─── Records provided ───

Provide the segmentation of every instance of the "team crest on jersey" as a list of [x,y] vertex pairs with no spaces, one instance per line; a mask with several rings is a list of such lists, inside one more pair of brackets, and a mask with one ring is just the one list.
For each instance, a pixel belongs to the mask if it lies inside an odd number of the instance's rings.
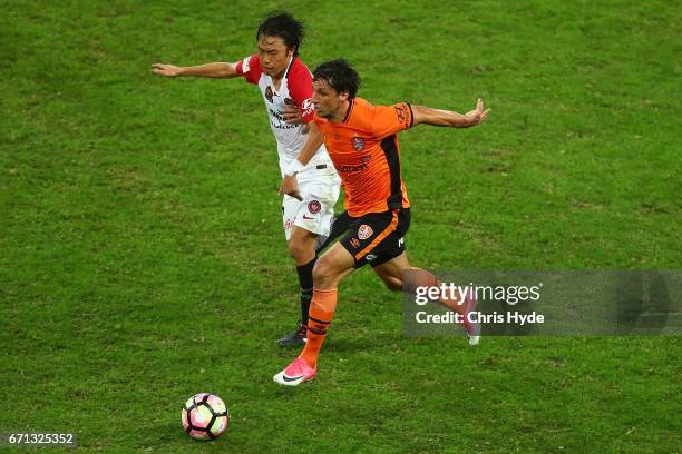
[[374,230],[372,230],[372,228],[370,226],[368,226],[367,224],[363,224],[358,229],[358,238],[367,239],[367,238],[371,237],[373,233],[374,233]]
[[362,149],[364,148],[364,140],[362,140],[362,137],[353,137],[351,139],[351,144],[353,144],[353,148],[355,149],[355,151],[362,151]]
[[303,117],[306,115],[311,115],[315,110],[315,106],[312,103],[312,100],[308,98],[301,105],[301,110],[303,110]]
[[310,200],[308,203],[308,210],[312,213],[313,215],[320,213],[321,209],[322,209],[322,204],[320,204],[320,201]]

───

**Short problem**
Each record above is to be restated exactly, with its pictures removed from the copy.

**Solution**
Provide the segmentation of every instance of the "team crest on jersey" as a list of [x,y] vertex pairs with no spaces, one instance per line; a mask with several rings is a list of such lists, inside one more pair of brackets, and a mask with one ring is just the one list.
For each instance, a pixel belongs to the mask if it lies inside an odd number of the instance's rings.
[[374,230],[372,230],[372,228],[370,226],[368,226],[367,224],[363,224],[358,229],[358,238],[367,239],[367,238],[371,237],[373,233],[374,233]]
[[362,149],[364,148],[364,140],[362,140],[362,137],[353,137],[351,139],[351,144],[353,144],[353,148],[355,149],[355,151],[362,151]]
[[303,117],[306,115],[311,115],[315,110],[315,106],[312,103],[312,100],[308,98],[301,105],[301,110],[303,110]]
[[310,200],[308,203],[308,210],[312,213],[313,215],[320,213],[321,209],[322,209],[322,204],[320,204],[320,201]]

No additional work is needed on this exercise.